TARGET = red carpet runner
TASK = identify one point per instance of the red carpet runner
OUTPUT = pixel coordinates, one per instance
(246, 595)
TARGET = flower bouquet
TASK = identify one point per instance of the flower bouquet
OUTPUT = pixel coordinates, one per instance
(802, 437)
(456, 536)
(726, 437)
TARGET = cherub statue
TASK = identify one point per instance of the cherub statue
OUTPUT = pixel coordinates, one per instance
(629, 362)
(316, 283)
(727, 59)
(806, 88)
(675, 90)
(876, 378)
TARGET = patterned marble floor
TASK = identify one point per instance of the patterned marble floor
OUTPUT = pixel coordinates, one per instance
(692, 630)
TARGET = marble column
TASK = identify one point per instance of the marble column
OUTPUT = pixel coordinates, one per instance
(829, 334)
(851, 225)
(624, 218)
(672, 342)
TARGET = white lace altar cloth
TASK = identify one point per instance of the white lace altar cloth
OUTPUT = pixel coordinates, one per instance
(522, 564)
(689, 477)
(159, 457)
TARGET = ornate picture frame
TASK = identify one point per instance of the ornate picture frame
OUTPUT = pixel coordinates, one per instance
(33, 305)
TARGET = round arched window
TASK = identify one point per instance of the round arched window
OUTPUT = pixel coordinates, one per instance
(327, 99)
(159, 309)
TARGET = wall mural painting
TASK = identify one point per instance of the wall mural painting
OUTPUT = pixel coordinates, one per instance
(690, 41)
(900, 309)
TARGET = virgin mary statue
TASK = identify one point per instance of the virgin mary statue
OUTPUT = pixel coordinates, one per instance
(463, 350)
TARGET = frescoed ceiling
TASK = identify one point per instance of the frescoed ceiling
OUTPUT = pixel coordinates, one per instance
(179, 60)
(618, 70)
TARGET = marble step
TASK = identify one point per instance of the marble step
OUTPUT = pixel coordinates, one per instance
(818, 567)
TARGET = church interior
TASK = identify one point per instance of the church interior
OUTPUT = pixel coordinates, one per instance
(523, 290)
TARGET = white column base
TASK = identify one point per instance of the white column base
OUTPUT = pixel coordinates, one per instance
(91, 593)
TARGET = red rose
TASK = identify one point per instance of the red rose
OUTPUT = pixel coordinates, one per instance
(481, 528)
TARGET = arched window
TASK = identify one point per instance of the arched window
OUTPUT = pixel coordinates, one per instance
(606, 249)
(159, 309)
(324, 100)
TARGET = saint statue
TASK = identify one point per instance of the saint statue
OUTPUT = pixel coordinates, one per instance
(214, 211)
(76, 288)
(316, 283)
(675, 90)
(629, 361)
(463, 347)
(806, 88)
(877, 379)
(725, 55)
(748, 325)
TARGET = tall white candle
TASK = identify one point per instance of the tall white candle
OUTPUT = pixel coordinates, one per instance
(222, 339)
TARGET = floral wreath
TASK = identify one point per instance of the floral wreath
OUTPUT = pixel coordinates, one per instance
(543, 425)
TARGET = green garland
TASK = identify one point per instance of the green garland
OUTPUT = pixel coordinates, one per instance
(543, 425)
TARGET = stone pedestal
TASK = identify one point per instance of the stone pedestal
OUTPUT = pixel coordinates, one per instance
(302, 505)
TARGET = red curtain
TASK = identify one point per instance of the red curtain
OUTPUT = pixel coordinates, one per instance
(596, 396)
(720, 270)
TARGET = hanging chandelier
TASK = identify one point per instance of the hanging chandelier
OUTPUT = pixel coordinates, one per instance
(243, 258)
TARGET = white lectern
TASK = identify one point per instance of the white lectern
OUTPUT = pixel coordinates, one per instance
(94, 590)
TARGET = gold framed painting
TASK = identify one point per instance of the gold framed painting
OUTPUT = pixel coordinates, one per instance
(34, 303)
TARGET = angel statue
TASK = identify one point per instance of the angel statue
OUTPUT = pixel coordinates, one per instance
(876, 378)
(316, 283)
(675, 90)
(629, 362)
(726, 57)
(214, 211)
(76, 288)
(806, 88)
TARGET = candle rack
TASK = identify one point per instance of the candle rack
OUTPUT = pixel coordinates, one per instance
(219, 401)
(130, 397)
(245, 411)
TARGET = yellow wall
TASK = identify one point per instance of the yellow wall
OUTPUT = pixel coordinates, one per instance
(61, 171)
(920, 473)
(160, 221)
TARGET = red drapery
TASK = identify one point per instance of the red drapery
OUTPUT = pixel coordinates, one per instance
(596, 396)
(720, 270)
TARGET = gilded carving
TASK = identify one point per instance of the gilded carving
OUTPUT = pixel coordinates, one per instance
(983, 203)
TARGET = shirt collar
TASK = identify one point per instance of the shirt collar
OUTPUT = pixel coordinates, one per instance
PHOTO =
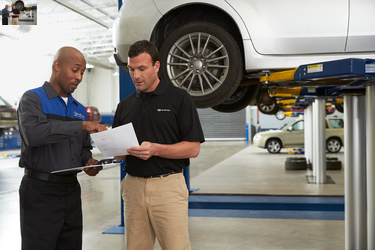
(160, 89)
(52, 93)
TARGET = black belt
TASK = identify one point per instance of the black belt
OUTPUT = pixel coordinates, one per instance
(49, 177)
(160, 175)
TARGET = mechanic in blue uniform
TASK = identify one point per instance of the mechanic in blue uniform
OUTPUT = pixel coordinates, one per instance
(5, 15)
(55, 136)
(169, 132)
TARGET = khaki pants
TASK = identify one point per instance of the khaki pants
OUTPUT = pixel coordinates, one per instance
(15, 21)
(156, 207)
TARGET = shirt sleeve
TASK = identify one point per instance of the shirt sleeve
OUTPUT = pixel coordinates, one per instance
(36, 129)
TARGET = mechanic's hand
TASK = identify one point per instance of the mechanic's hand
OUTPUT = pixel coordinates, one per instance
(94, 170)
(93, 127)
(143, 152)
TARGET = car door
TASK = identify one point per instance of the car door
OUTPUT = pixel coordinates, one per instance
(361, 35)
(294, 136)
(294, 26)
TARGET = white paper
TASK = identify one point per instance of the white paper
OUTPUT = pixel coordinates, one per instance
(81, 168)
(116, 141)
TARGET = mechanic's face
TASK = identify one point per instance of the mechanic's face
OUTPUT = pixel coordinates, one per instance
(69, 73)
(143, 73)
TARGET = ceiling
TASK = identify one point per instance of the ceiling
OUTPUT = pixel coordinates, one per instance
(84, 23)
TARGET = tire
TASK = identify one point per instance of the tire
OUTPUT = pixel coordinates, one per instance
(209, 81)
(333, 145)
(269, 109)
(296, 165)
(330, 110)
(240, 99)
(333, 165)
(273, 146)
(20, 6)
(339, 107)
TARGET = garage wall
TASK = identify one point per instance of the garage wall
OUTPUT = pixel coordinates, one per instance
(223, 126)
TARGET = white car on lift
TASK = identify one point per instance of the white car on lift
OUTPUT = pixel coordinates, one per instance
(292, 136)
(217, 49)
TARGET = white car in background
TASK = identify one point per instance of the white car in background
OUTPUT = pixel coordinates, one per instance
(292, 136)
(217, 49)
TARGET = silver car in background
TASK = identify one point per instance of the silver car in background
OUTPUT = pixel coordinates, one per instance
(292, 136)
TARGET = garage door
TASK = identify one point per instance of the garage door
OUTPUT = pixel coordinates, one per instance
(223, 126)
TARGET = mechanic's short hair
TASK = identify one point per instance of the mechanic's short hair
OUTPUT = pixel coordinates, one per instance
(144, 46)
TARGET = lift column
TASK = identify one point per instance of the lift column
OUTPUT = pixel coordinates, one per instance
(370, 164)
(308, 134)
(355, 173)
(319, 146)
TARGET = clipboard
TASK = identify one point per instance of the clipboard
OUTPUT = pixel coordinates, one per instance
(107, 162)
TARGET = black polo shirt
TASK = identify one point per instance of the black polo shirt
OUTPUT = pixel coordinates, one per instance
(166, 116)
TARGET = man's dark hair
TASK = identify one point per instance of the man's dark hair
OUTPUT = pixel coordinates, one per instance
(144, 46)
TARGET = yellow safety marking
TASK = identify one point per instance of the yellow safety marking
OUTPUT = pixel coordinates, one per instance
(279, 76)
(288, 101)
(285, 91)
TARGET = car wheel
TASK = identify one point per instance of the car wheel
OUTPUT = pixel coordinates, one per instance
(339, 107)
(333, 145)
(203, 59)
(20, 6)
(273, 146)
(296, 165)
(240, 99)
(268, 109)
(330, 110)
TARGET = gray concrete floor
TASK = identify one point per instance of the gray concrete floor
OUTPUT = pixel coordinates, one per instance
(229, 167)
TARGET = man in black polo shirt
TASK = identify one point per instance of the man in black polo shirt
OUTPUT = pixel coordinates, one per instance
(16, 15)
(169, 132)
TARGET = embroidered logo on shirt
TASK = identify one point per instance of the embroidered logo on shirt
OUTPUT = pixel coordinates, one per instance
(82, 117)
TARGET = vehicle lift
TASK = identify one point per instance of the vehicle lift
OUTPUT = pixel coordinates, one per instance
(354, 79)
(351, 78)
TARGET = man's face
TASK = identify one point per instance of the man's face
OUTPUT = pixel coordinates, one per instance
(70, 73)
(143, 73)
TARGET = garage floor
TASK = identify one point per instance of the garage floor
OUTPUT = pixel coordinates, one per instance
(230, 168)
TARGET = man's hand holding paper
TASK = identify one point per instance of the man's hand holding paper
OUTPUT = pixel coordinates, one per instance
(116, 141)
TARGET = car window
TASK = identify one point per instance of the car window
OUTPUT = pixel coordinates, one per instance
(337, 123)
(298, 126)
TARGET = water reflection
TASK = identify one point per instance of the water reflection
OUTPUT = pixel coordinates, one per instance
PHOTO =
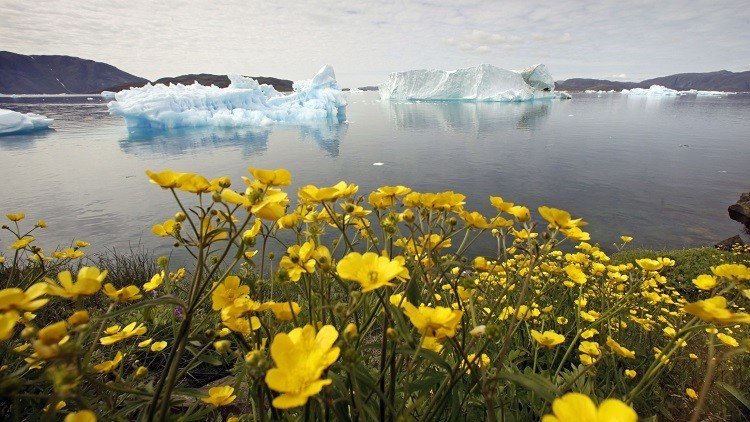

- SET PROBLEM: Extract each line of the material above that contains the word "green".

- COMPLETE ANSWER:
TARGET = green garland
TASK = identify one point per instance of the green garland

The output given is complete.